## Start GIVEN ENTRIES

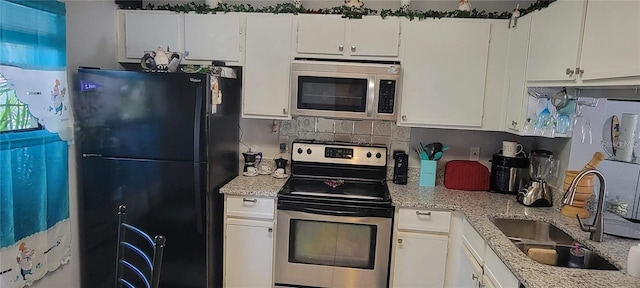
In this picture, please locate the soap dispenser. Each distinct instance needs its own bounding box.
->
[627,244,640,277]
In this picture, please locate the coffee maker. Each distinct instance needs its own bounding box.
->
[516,150,555,207]
[242,149,262,176]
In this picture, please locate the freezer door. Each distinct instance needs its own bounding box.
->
[78,157,210,287]
[72,69,210,162]
[595,160,640,219]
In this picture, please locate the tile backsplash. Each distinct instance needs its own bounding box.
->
[278,117,411,165]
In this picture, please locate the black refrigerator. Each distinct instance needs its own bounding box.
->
[71,67,242,288]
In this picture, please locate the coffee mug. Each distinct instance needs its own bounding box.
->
[502,141,523,157]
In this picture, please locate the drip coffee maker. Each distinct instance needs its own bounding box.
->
[242,149,262,176]
[516,150,555,207]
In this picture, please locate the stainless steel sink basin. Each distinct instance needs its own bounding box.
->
[491,218,576,245]
[491,218,618,270]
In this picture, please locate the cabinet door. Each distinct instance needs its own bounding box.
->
[392,232,448,287]
[505,14,531,132]
[224,218,273,287]
[400,20,490,127]
[345,16,400,57]
[455,245,482,288]
[580,1,640,80]
[184,13,240,62]
[242,15,293,119]
[527,0,586,81]
[124,11,182,59]
[296,15,347,55]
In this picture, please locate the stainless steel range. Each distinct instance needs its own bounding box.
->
[275,141,394,287]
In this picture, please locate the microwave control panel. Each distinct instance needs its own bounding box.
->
[378,80,396,114]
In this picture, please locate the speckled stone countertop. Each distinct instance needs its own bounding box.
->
[389,183,640,288]
[220,175,640,288]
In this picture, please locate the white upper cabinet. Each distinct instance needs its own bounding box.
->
[119,11,183,59]
[242,14,293,119]
[398,19,491,127]
[505,14,531,133]
[296,15,400,59]
[184,13,242,62]
[527,0,587,82]
[580,0,640,83]
[117,10,244,65]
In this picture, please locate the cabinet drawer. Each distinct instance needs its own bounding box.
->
[462,219,485,264]
[398,208,451,233]
[226,196,275,219]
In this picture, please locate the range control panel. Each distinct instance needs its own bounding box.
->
[291,142,387,166]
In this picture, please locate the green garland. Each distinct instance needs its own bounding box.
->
[126,0,556,20]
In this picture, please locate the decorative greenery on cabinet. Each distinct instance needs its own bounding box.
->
[120,0,556,20]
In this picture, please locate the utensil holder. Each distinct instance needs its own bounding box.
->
[419,160,438,187]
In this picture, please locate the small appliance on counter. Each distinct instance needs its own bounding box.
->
[242,149,262,176]
[516,150,555,207]
[489,154,529,195]
[393,151,409,185]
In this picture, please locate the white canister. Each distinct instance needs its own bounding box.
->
[616,113,638,162]
[627,244,640,277]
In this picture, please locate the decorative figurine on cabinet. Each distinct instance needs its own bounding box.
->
[458,0,471,11]
[344,0,364,8]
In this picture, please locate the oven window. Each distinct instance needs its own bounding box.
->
[289,219,377,269]
[298,76,368,112]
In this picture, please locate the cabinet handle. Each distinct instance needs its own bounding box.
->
[564,68,574,77]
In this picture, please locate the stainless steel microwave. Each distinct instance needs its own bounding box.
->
[291,60,400,120]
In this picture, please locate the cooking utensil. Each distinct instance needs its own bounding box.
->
[551,87,569,110]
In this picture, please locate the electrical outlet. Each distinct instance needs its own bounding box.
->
[469,147,480,161]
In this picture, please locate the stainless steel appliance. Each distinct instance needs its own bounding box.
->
[291,60,400,120]
[71,69,241,288]
[275,141,394,287]
[489,154,529,195]
[516,150,554,207]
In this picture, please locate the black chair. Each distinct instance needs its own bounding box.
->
[116,205,166,288]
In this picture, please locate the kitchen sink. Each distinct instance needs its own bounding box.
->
[491,218,618,270]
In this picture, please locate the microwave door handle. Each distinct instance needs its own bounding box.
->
[367,77,378,118]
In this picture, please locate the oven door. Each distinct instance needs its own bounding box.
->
[275,204,393,287]
[291,71,377,119]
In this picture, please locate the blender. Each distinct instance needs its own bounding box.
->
[516,150,555,207]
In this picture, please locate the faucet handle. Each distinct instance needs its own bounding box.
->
[576,214,596,232]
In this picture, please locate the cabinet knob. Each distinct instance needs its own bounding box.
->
[564,68,575,77]
[416,211,431,216]
[242,198,258,203]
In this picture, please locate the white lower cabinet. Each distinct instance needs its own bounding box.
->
[391,208,451,288]
[223,195,275,288]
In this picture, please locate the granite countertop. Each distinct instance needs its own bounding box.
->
[220,175,640,288]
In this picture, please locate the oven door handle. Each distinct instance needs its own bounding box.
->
[278,205,393,218]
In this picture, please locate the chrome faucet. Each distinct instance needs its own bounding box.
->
[562,169,607,242]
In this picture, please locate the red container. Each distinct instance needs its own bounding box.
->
[444,160,489,191]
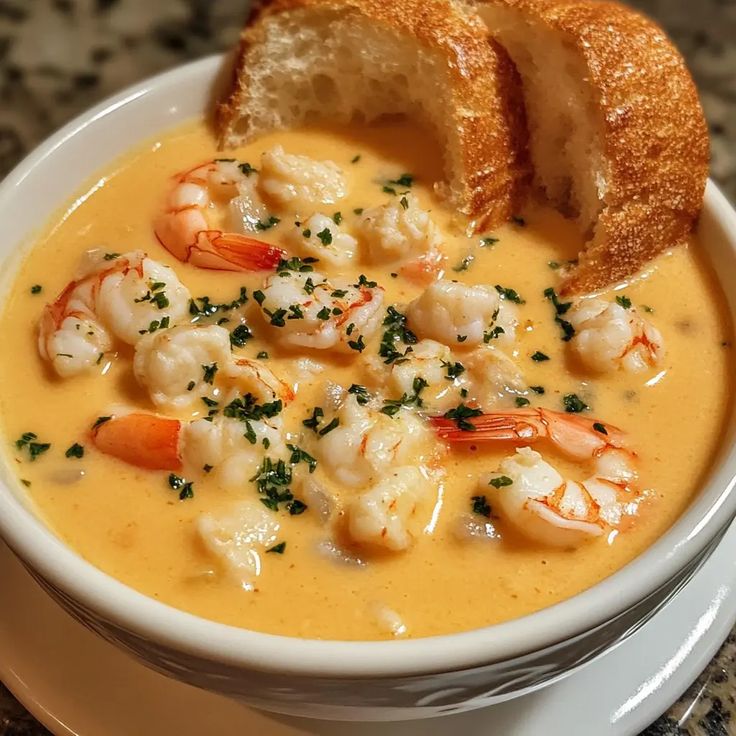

## End GIVEN ENTRIES

YOUR OBJECTIVE — Copy the records word for word, starting at the line containing "In this picture, please locate the black refrigerator." and ending at the line containing "[291,142,387,166]", with both of those lines included.

SOLUTION —
In this picture, please locate the black refrigerator. Each distinct instance needs its own bounding box.
->
[71,67,242,288]
In this picture, please locate the coffee mug. Each distinct instance needs its own bounding box.
->
[502,141,523,157]
In this picture, please locate the drip coffee maker. Each distinct instance needs its own bounding box.
->
[242,149,262,176]
[516,150,555,207]
In this picture, please locate the stainless steel sink basin. Each distinct instance needs its own bounding box.
->
[491,218,576,245]
[491,218,618,270]
In this picture, please locate the cabinet door. Each distinct instance needs its own bounding box.
->
[392,232,448,287]
[505,14,531,132]
[224,218,273,287]
[400,20,490,127]
[345,16,400,57]
[455,245,482,288]
[580,1,640,80]
[184,13,240,62]
[242,15,293,119]
[527,0,586,81]
[124,11,182,59]
[296,15,347,55]
In this picture, please locate the stainless steel range. Each distinct instance needs its own bounding box.
->
[275,141,394,287]
In this picture, please locate the microwave control panel. Each distinct instance needs its own bounding box.
->
[378,80,396,114]
In this picture, please locate the speckled stone countertop. Each distinct instance needs its own bounding box.
->
[389,183,640,288]
[220,175,640,288]
In this picture, please locate the white upper cabinet. Each distinct instance needs its own bounding box.
->
[119,11,183,59]
[242,14,293,119]
[398,19,491,127]
[505,14,531,133]
[296,15,400,59]
[184,13,242,62]
[527,0,587,82]
[580,0,640,83]
[117,10,244,65]
In this picture, please locate the cabinet drawer. Each distinct instance needs its own bounding box.
->
[462,219,485,264]
[398,208,451,233]
[226,196,275,219]
In this picture, please locate the range control panel. Each distinct instance needs its own bounding box.
->
[291,142,387,166]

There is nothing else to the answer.